## Page excerpt
=== Begin Enclosure ===

He prefers to devote his time working for the youth and rural communities of Lumbini. Metteyya has always been involved in social service and environmental work in his community and when he was 15 he founded Metta Children's School which has now grown to two branches and provides free education to over 800 impoverished local children. Metteyya is very cognizant of the status of women in the local culture and along with his Dharma mother, built and recently began operating Sakyadhita Nunnery to provide empowering and educational options to local girls who would otherwise face child marriage. They are now working on building a girls’ college there too.

=== End Enclosure ===

[Saved entries]

=== Begin Enclosure ===

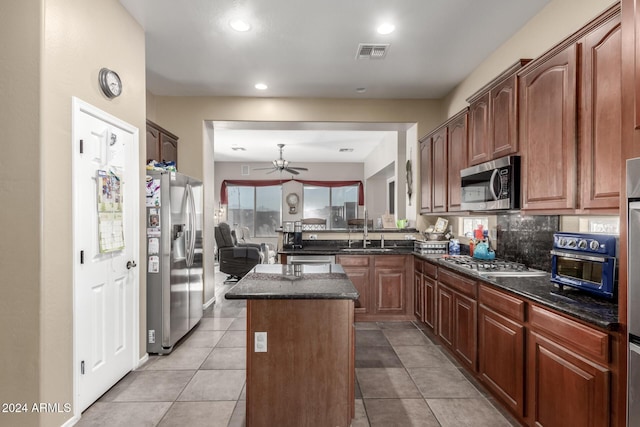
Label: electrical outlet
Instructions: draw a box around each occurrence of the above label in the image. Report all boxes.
[253,332,267,353]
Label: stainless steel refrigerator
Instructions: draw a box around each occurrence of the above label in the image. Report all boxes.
[627,158,640,426]
[146,171,203,354]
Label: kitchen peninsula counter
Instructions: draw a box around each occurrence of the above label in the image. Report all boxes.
[225,264,359,427]
[416,254,619,331]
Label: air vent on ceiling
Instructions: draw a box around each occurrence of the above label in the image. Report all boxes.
[356,43,389,59]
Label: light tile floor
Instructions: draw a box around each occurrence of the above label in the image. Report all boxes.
[76,273,519,427]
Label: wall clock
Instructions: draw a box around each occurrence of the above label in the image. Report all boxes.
[98,68,122,98]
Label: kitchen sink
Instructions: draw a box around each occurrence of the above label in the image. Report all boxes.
[340,248,393,253]
[478,270,549,279]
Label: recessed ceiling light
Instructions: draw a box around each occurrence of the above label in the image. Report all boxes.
[229,19,251,33]
[378,22,396,34]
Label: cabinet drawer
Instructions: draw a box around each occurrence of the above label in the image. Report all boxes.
[478,285,525,322]
[438,268,476,298]
[529,305,609,364]
[422,261,438,279]
[413,257,426,273]
[336,255,371,267]
[373,255,407,268]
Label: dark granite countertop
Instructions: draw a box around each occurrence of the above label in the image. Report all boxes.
[417,255,619,330]
[278,240,413,255]
[225,264,360,300]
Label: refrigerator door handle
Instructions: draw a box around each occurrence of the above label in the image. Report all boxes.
[186,184,196,266]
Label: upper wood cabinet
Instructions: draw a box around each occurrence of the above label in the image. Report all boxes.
[518,4,622,213]
[420,136,433,213]
[447,110,468,212]
[431,126,449,212]
[579,14,622,210]
[467,59,530,165]
[147,120,178,169]
[420,108,468,213]
[518,43,578,210]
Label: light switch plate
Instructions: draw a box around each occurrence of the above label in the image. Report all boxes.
[253,332,267,353]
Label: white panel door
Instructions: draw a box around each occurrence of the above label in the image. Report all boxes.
[73,98,139,414]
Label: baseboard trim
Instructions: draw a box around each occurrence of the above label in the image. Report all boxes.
[60,415,80,427]
[202,297,216,310]
[135,353,149,369]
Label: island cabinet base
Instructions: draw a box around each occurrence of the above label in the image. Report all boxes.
[246,299,355,427]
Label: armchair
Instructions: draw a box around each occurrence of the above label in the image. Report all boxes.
[236,227,276,264]
[214,222,262,280]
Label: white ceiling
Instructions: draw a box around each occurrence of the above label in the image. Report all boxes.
[120,0,549,98]
[211,121,410,166]
[120,0,550,162]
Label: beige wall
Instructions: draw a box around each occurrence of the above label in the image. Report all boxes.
[0,1,42,426]
[443,0,617,117]
[0,0,145,426]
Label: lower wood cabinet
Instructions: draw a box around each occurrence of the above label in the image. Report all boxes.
[478,285,525,417]
[413,270,424,322]
[422,275,437,331]
[336,255,415,321]
[414,261,623,427]
[336,255,371,314]
[528,332,611,427]
[437,270,478,371]
[373,255,410,315]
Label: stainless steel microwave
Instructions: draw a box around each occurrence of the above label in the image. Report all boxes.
[460,156,520,211]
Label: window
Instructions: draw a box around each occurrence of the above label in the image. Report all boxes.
[303,185,358,229]
[227,185,282,237]
[462,217,489,238]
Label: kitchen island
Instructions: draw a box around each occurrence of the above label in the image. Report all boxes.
[225,264,359,427]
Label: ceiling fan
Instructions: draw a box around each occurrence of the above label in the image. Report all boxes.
[254,144,309,175]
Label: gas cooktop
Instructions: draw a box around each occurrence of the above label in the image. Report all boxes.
[442,255,547,277]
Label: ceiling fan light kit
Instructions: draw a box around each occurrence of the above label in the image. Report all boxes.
[253,144,309,175]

=== End Enclosure ===

## Required action 1
Translate this sentence from the Metteyya passage into Spanish: "They are now working on building a girls’ college there too."
## Required action 2
Copy the portion of the Metteyya passage between "He prefers to" and "college there too.", inclusive.
## Required action 3
Using the Metteyya passage, decide whether each statement agrees with it: (a) Metteyya founded Metta Children's School when he was 15. (b) Metta Children's School charges fees to its students. (c) The girls' college at Sakyadhita Nunnery has already been completed.
You can set the records aside; they play no part here.

## Task solution 1
Ahora también están trabajando en la construcción de una universidad para niñas allí.

## Task solution 2
He prefers to devote his time working for the youth and rural communities of Lumbini. Metteyya has always been involved in social service and environmental work in his community and when he was 15 he founded Metta Children's School which has now grown to two branches and provides free education to over 800 impoverished local children. Metteyya is very cognizant of the status of women in the local culture and along with his Dharma mother, built and recently began operating Sakyadhita Nunnery to provide empowering and educational options to local girls who would otherwise face child marriage. They are now working on building a girls’ college there too.

## Task solution 3
(a) Yes: "when he was 15 he founded Metta Children's School"
(b) No: "provides free education to over 800 impoverished local children"
(c) No: "They are now working on building a girls’ college there too."